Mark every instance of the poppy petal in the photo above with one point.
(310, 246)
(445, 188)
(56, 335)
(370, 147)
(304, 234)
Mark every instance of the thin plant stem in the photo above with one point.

*INSTRUCTION*:
Reproduce the material above word for word, line by line, without changing anything.

*SOLUTION TO THIS EXERCISE*:
Mark every instance of the poppy petal in the photo above with one point.
(310, 246)
(445, 188)
(56, 335)
(370, 147)
(304, 234)
Mark every instance of the thin plant stem in the photo above with one point.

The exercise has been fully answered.